Excerpted data section start

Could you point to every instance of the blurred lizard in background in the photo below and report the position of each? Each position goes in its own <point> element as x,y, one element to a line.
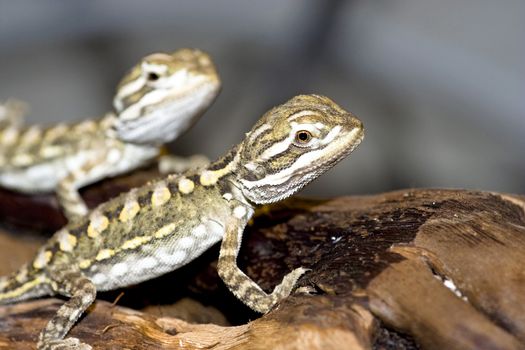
<point>156,101</point>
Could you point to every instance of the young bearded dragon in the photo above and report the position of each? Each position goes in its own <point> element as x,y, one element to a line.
<point>164,225</point>
<point>158,100</point>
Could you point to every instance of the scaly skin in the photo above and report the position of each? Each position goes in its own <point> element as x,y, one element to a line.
<point>158,100</point>
<point>164,225</point>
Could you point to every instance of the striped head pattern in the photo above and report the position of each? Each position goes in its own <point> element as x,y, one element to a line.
<point>293,144</point>
<point>164,95</point>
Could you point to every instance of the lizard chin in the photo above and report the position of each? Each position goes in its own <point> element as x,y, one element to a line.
<point>164,123</point>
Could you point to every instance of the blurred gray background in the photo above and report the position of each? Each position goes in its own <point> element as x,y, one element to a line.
<point>440,85</point>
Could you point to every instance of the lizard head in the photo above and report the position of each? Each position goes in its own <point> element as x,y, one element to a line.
<point>293,144</point>
<point>164,95</point>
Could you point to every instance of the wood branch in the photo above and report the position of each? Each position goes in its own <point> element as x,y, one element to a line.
<point>436,269</point>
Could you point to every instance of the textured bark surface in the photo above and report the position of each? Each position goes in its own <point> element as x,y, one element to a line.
<point>431,269</point>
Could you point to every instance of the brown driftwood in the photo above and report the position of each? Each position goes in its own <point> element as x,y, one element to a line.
<point>436,269</point>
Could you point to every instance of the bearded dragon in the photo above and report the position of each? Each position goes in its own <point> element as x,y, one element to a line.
<point>164,225</point>
<point>156,101</point>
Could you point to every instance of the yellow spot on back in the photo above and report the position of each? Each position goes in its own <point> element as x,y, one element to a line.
<point>104,254</point>
<point>160,195</point>
<point>21,276</point>
<point>22,159</point>
<point>97,225</point>
<point>51,151</point>
<point>129,211</point>
<point>136,242</point>
<point>84,264</point>
<point>165,230</point>
<point>186,186</point>
<point>42,259</point>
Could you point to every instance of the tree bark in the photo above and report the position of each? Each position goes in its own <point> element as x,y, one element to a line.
<point>431,269</point>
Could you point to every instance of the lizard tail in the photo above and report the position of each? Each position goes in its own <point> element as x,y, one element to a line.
<point>22,285</point>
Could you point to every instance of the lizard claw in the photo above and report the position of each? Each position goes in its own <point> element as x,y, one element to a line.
<point>65,344</point>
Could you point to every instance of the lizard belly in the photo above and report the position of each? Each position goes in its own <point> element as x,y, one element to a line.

Excerpted data section end

> Work to be completed
Your answer must be the full listing, reproduced word for word, without its pictures.

> Task result
Could you point to every instance of the blurred lizard in background in the photo below and report the position of each? Each position goes in its own <point> element as x,y, one element to a line.
<point>156,101</point>
Could you point to every instance of the young bearded dragon in the photo above and report the position of each? Each position goes in its own <point> element as x,y, one element to a line.
<point>164,225</point>
<point>158,100</point>
Could you point to every instance of the scaly skin in the photo above and report the position of each? Each position goes in its own <point> element as x,y, one element to a line.
<point>158,100</point>
<point>164,225</point>
Could you point to every instance of the striped head pattern in the photo above and report the position of each? Each position goes in its own <point> element as x,y, one element to a line.
<point>293,144</point>
<point>164,95</point>
Could you point to every instance of the lizard chin in the photo above and report the position of each? Each position goes in its own <point> element as x,y, one element to a line.
<point>164,123</point>
Could you point to every instance of the blurred gray background in the photo above and report the position of each? Each position goes in its own <point> element as x,y, one element to a line.
<point>440,85</point>
Could you point to every instance of the lizard head in the photo above and report the position of each? Each position goes in its own <point> element as x,y, one element to a line.
<point>293,144</point>
<point>164,95</point>
Could you point to every instance of the wood branch in the photo above and report the position of each? Each position goes in its own <point> element as x,y, one element to a line.
<point>436,269</point>
Could you point to every instance of the textured bark surface in the photo above and report the position of each? Each position goes in its own <point> element as x,y, one element to a line.
<point>431,269</point>
Could you point to every instance of the brown driftwood in the photo above and report the position of each? Each position goes in its own <point> element as x,y, one element to a line.
<point>436,269</point>
Could you point to every instance of the bearded dragon in the photo above and report the position of each? Each position goes in its own <point> element as x,y, one element to a line.
<point>164,225</point>
<point>156,101</point>
Could you point to every instance of the yellow spot on back in the photo above and report the position of each? Each position goes in its own <point> element as x,y, one element to a line.
<point>104,254</point>
<point>160,195</point>
<point>21,276</point>
<point>22,159</point>
<point>97,225</point>
<point>51,151</point>
<point>129,211</point>
<point>136,242</point>
<point>84,264</point>
<point>165,230</point>
<point>186,186</point>
<point>42,259</point>
Could you point to every instance of the tree bark in the photo above and report the position of each? Each position goes in its own <point> element as x,y, one element to a line.
<point>431,269</point>
Could you point to every instance of the lizard tail in the photo above and report the position of each? Each position goes in its own <point> element as x,y, one element to a line.
<point>22,285</point>
Could you point to every instance of the lizard claw in the photo above and report the position of each? Each position goes in its own <point> element as x,y, one element to a line.
<point>65,344</point>
Could you point to every instance of the lizard belly in the photo above and report the position of each? Each position goes in its own <point> element as x,y, one element to a line.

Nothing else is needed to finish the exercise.